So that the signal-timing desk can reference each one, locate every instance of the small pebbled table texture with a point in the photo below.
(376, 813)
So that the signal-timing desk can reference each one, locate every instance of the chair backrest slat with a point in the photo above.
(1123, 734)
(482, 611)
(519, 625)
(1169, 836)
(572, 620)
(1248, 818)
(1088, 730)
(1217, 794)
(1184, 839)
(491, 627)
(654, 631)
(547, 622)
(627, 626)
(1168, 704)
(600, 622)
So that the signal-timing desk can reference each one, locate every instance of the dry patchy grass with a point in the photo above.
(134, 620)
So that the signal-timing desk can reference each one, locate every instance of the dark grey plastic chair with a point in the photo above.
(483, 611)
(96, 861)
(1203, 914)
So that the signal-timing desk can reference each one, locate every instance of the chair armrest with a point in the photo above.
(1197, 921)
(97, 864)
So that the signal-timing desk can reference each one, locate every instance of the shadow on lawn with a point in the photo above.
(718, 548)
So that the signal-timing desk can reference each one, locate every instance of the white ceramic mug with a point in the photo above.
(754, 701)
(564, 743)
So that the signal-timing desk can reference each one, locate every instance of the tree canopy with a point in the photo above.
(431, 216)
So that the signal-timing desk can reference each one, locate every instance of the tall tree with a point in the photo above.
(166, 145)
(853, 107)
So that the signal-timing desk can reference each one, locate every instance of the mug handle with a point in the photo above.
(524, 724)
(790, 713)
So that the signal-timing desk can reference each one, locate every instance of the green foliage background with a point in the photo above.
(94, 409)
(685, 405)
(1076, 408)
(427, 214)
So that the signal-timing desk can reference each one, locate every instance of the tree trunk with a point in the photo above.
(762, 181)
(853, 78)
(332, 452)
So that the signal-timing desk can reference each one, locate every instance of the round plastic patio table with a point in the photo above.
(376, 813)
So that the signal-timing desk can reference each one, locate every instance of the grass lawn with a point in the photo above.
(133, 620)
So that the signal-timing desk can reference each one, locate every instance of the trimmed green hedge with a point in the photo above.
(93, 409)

● **Stated task**: Reproduce all of the rows above word for word, with no changes to their wording or order.

● **Finished task**:
So that the signal-timing desk can reference each one, locate every instance of the small pebbled table texture with a point in the photo below.
(376, 813)
So that the signal-timing desk can reference each one, locate every instance of the chair backrest slat with a point in the photo above.
(1123, 734)
(482, 611)
(519, 625)
(1169, 836)
(572, 620)
(1248, 818)
(1088, 730)
(1217, 794)
(1184, 839)
(491, 627)
(654, 631)
(547, 622)
(627, 626)
(1168, 704)
(600, 622)
So that the signal-timing desk can reference each one, locate every instance of the dry patchy grass with a point in the photo above.
(134, 620)
So that the signal-timing desk can reference each one, locate every instance of the dark grey plastic chair with a point in the photo above.
(483, 611)
(96, 861)
(1203, 914)
So that the signal-timing desk can reference each one, locate every instance of the chair armrest with a point in the photo above.
(1197, 921)
(97, 864)
So that the signal-timing desk can reference each one, locate every instance of the shadow on lawn with a point in the photo above.
(718, 548)
So that the signal-timing desk can reference each one, locate every instance of the white ceramic mug with a point in the photo above.
(754, 701)
(564, 743)
So that the signal-timing desk can reference each one, locate every instance of the tree canopy with a point in the photo above.
(431, 216)
So that the signal-timing desk can reference each one, locate every instance of the tall tree with a point in the photo above.
(166, 145)
(853, 107)
So that the signal-timing desk can reference each one, locate every instance of the mug handle with a point in the photo above.
(524, 724)
(790, 713)
So that the signal-timing desk can reference each one, locate every instance of the green foliage background with a point in the photo above.
(94, 409)
(685, 405)
(1076, 408)
(427, 214)
So that the signal-timing desk can reference each one, locate every instance of the tree trunk with a point in the photo above.
(762, 181)
(853, 78)
(332, 452)
So that the signal-timing desk can reference each one, locate every instance of the round plastic patio table with a point in the photo above.
(376, 813)
So that the signal-timing desk can reference each one, locate every instance of the grass lawn with a point in the photo above.
(133, 620)
So that the signal-timing desk can reference each one, locate every instance of the trimmed green hedge with a point in the photo above.
(93, 409)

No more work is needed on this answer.